[阅读文本]:
┌──
Orbitin/main.py

#!/usr/bin/env python3
"""
码头作业日志管理工具
从 Confluence 获取交接班日志并保存到数据库
"""
import argparse
import sys
import os
from datetime import datetime

from src.confluence import ConfluenceClient
from src.extractor import HTMLTextExtractor
from src.parser import HandoverLogParser
from src.database import DailyLogsDatabase
from src.report import DailyReportGenerator

# 加载环境变量
from dotenv import load_dotenv
load_dotenv()

# 配置（从环境变量读取）
CONF_BASE_URL = os.getenv('CONFLUENCE_BASE_URL')
CONF_TOKEN = os.getenv('CONFLUENCE_TOKEN')
CONF_CONTENT_ID = os.getenv('CONFLUENCE_CONTENT_ID')

# 飞书配置（可选）
FEISHU_BASE_URL = os.getenv('FEISHU_BASE_URL')
FEISHU_TOKEN = os.getenv('FEISHU_TOKEN')
FEISHU_SPREADSHEET_TOKEN = os.getenv('FEISHU_SPREADSHEET_TOKEN')

DEBUG_DIR = 'debug'


def ensure_debug_dir():
    """确保debug目录存在"""
    if not os.path.exists(DEBUG_DIR):
        os.makedirs(DEBUG_DIR)


def get_timestamp():
    """获取时间戳用于文件名"""
    return datetime.now().strftime('%Y%m%d_%H%M%S')


def fetch_html():
    """获取HTML内容"""
    if not CONF_BASE_URL or not CONF_TOKEN or not CONF_CONTENT_ID:
        print('错误：未配置 Confluence 信息，请检查 .env 文件')
        sys.exit(1)
    
    print('正在从 Confluence 获取 HTML 内容...')
    client = ConfluenceClient(CONF_BASE_URL, CONF_TOKEN)
    html = client.get_html(CONF_CONTENT_ID)
    if not html:
        print('错误：未获取到 HTML 内容')
        sys.exit(1)
    print(f'获取成功，共 {len(html)} 字符')
    return html


def extract_text(html):
    """提取布局文本"""
    print('正在提取布局文本...')
    extractor = HTMLTextExtractor()
    layout_text = extractor.extract(html)
    print(f'提取完成，共 {len(layout_text)} 字符')
    return layout_text


def save_debug_file(content, suffix=''):
    """保存调试文件到debug目录"""
    ensure_debug_dir()
    filename = f'layout_output{suffix}.txt' if suffix else 'layout_output.txt'
    filepath = os.path.join(DEBUG_DIR, filename)
    with open(filepath, 'w', encoding='utf-8') as f:
        f.write(content)
    print(f'已保存到 {filepath}')
    return filepath


def parse_logs(text):
    """解析日志数据"""
    print('正在解析日志数据...')
    parser = HandoverLogParser()
    logs = parser.parse(text)
    print(f'解析到 {len(logs)} 条记录')
    return logs


def save_to_db(logs):
    """保存到数据库"""
    if not logs:
        print('没有记录可保存')
        return 0
    
    db = DailyLogsDatabase()
    count = db.insert_many([log.to_dict() for log in logs])
    print(f'已保存 {count} 条记录到数据库')
└──
[所给记录]:
┌──
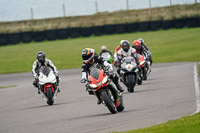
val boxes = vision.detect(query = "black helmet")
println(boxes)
[37,51,46,63]
[120,40,130,52]
[82,48,95,64]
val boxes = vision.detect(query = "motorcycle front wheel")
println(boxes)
[101,90,117,114]
[46,87,54,105]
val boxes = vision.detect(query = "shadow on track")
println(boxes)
[16,102,73,111]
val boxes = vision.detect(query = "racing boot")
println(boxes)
[116,83,124,92]
[97,96,102,105]
[97,98,102,105]
[38,87,40,94]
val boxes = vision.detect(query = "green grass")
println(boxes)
[0,4,200,33]
[0,85,16,89]
[198,64,200,78]
[0,28,200,73]
[114,113,200,133]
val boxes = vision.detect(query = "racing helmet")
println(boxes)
[82,48,95,64]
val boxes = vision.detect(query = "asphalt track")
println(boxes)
[0,63,196,133]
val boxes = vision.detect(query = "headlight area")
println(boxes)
[102,76,108,84]
[125,64,133,71]
[90,84,97,89]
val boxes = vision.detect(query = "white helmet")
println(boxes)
[101,45,107,51]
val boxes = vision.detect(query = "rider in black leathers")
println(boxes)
[32,51,60,94]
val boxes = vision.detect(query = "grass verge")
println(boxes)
[0,85,17,89]
[0,28,200,73]
[112,113,200,133]
[0,4,200,33]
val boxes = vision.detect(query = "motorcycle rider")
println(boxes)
[32,51,60,94]
[81,48,124,104]
[117,40,139,74]
[100,45,112,56]
[132,38,153,65]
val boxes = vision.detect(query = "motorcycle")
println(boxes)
[137,54,147,85]
[101,52,113,64]
[86,67,124,114]
[120,57,138,92]
[38,66,59,105]
[143,56,151,80]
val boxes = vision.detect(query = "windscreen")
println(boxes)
[90,67,100,80]
[122,57,134,64]
[42,67,51,75]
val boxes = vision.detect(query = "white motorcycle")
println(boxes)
[38,66,59,105]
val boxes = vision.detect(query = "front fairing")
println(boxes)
[39,71,56,85]
[121,57,138,73]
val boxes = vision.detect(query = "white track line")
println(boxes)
[194,63,200,114]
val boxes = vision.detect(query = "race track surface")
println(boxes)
[0,63,196,133]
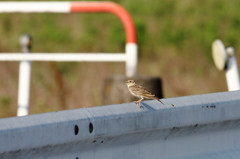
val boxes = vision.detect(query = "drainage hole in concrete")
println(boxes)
[74,125,79,135]
[89,123,93,133]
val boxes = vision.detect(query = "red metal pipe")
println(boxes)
[70,2,137,43]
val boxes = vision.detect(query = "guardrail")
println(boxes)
[0,91,240,159]
[0,2,137,116]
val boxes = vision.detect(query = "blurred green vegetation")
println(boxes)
[0,0,240,117]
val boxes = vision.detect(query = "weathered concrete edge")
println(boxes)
[0,91,240,154]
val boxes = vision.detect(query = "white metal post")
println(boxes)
[17,35,31,116]
[226,47,240,91]
[126,43,138,77]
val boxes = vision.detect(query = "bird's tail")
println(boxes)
[154,97,164,105]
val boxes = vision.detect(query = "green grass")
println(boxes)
[0,0,240,117]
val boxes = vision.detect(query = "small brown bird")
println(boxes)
[126,80,164,105]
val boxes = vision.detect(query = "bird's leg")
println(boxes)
[134,97,144,107]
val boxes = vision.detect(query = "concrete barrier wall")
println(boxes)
[0,91,240,159]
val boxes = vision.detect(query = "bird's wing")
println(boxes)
[131,84,155,97]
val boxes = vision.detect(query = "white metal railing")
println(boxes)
[212,40,240,91]
[0,2,137,116]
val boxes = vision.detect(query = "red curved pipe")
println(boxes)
[70,2,137,43]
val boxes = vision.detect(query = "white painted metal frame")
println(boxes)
[0,2,137,116]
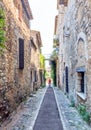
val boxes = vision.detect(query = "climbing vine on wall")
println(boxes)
[0,8,5,53]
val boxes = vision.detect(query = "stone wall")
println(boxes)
[0,0,31,121]
[58,0,91,111]
[64,0,91,109]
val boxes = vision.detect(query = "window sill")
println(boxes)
[77,92,86,100]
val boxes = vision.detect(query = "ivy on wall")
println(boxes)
[0,8,5,53]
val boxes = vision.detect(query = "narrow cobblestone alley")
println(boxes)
[33,87,63,130]
[0,87,91,130]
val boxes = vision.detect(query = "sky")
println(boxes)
[28,0,57,57]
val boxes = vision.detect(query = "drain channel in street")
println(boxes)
[33,87,63,130]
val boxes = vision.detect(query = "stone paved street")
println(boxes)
[33,87,63,130]
[0,87,91,130]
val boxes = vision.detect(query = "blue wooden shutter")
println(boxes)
[19,38,24,69]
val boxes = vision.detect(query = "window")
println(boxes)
[79,72,84,93]
[19,38,24,69]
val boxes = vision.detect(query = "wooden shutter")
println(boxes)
[19,38,24,69]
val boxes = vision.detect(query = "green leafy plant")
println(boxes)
[0,8,5,53]
[77,104,90,123]
[70,100,75,107]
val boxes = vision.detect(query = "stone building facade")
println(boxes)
[31,30,43,90]
[0,0,33,121]
[57,0,91,112]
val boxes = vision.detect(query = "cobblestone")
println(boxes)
[0,87,91,130]
[54,87,91,130]
[0,88,46,130]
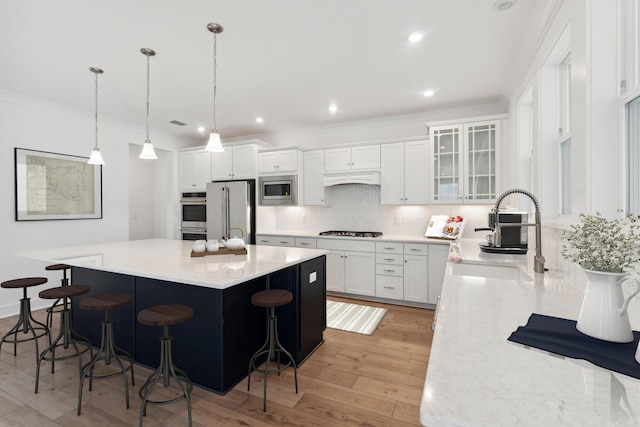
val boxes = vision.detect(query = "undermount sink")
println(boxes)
[451,262,533,282]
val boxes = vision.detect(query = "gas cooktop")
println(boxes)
[320,230,382,237]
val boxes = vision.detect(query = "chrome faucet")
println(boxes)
[492,188,544,273]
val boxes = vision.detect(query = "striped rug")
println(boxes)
[327,301,387,335]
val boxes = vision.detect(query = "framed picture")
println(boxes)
[15,148,102,221]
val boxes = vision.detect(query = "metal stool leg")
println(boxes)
[35,298,93,393]
[0,288,51,361]
[138,325,193,427]
[78,310,135,415]
[247,307,298,412]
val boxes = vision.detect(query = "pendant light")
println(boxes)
[204,23,224,152]
[138,47,158,160]
[87,67,104,165]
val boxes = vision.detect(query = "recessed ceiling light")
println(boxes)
[409,33,422,43]
[493,0,518,12]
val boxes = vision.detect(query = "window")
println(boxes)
[626,97,640,215]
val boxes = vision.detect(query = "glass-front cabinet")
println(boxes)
[429,120,500,204]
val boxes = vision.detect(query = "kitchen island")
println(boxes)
[16,239,326,394]
[420,239,640,427]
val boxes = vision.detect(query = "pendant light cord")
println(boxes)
[145,55,149,142]
[95,72,98,150]
[213,32,218,133]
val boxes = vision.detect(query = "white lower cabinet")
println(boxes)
[316,239,376,296]
[427,245,449,304]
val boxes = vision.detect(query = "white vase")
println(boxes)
[576,269,640,343]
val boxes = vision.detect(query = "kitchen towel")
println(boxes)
[508,313,640,379]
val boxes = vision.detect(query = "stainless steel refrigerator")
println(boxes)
[207,179,256,244]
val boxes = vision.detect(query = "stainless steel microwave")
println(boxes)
[258,175,298,206]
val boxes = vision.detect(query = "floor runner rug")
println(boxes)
[327,301,387,335]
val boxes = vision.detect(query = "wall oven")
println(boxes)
[180,191,207,240]
[258,175,298,206]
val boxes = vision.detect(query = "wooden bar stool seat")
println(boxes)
└──
[练习题目]:
• A. 请列出阅读文本中通过 os.getenv 读取的全部环境变量名称。
• B. 请从记录中选出含有字符串“white”的每一行，大小写须完全一致。
阅读文本与所给记录彼此独立，二者之间并无关联。

[参考答案]:
• A.
CONFLUENCE_BASE_URL
CONFLUENCE_TOKEN
CONFLUENCE_CONTENT_ID
FEISHU_BASE_URL
FEISHU_TOKEN
FEISHU_SPREADSHEET_TOKEN

• B.
val boxes = vision.detect(query = "white helmet")
val boxes = vision.detect(query = "white motorcycle")
val boxes = vision.detect(query = "white track line")
val boxes = vision.detect(query = "white metal post")
val boxes = vision.detect(query = "white metal railing")
val boxes = vision.detect(query = "white painted metal frame")
val boxes = vision.detect(query = "white lower cabinet")
val boxes = vision.detect(query = "white vase")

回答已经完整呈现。